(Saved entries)
########################################
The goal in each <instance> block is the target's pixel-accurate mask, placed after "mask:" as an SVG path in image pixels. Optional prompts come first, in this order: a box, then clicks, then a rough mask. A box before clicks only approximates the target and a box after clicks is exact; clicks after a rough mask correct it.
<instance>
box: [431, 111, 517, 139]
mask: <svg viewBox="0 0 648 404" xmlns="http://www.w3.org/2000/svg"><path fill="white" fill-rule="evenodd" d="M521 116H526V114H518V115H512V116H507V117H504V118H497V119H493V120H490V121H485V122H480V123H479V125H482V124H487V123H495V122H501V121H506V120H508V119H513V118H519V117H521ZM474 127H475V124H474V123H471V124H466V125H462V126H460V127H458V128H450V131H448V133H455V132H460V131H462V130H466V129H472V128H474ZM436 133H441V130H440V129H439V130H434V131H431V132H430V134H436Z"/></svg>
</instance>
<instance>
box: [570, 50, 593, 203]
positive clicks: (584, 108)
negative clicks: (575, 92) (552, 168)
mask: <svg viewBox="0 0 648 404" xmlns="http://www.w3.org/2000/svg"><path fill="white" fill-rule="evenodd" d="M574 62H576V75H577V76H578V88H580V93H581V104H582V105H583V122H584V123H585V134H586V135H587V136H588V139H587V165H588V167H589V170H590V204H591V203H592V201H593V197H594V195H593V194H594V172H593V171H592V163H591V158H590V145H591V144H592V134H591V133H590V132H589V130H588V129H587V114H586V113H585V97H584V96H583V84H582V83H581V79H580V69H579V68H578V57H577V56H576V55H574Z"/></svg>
########################################
Problem to work on. Copy out all of the lines above exactly.

Completed task.
The goal in each <instance> block is the target's pixel-accurate mask, placed after "mask:" as an SVG path in image pixels. Optional prompts come first, in this order: a box, then clicks, then a rough mask. A box before clicks only approximates the target and a box after clicks is exact; clicks after a rough mask correct it.
<instance>
box: [431, 111, 517, 139]
mask: <svg viewBox="0 0 648 404" xmlns="http://www.w3.org/2000/svg"><path fill="white" fill-rule="evenodd" d="M521 116H526V114H518V115H512V116H507V117H504V118H497V119H493V120H490V121H485V122H480V123H479V125H482V124H487V123H495V122H501V121H506V120H508V119H513V118H519V117H521ZM474 127H475V124H474V123H471V124H466V125H462V126H460V127H458V128H450V131H448V133H455V132H460V131H462V130H466V129H472V128H474ZM436 133H441V130H440V129H439V130H434V131H431V132H430V134H436Z"/></svg>
</instance>
<instance>
box: [570, 50, 593, 203]
positive clicks: (584, 108)
negative clicks: (575, 92) (552, 168)
mask: <svg viewBox="0 0 648 404" xmlns="http://www.w3.org/2000/svg"><path fill="white" fill-rule="evenodd" d="M574 62H576V75H577V76H578V88H580V93H581V104H582V105H583V122H584V123H585V134H586V135H587V136H588V139H587V165H588V167H589V170H590V204H591V203H592V201H593V197H594V195H593V194H594V172H593V171H592V163H591V158H590V145H591V144H592V134H591V133H590V132H589V130H588V129H587V114H586V113H585V97H584V96H583V84H582V83H581V79H580V69H579V68H578V57H577V56H576V55H574Z"/></svg>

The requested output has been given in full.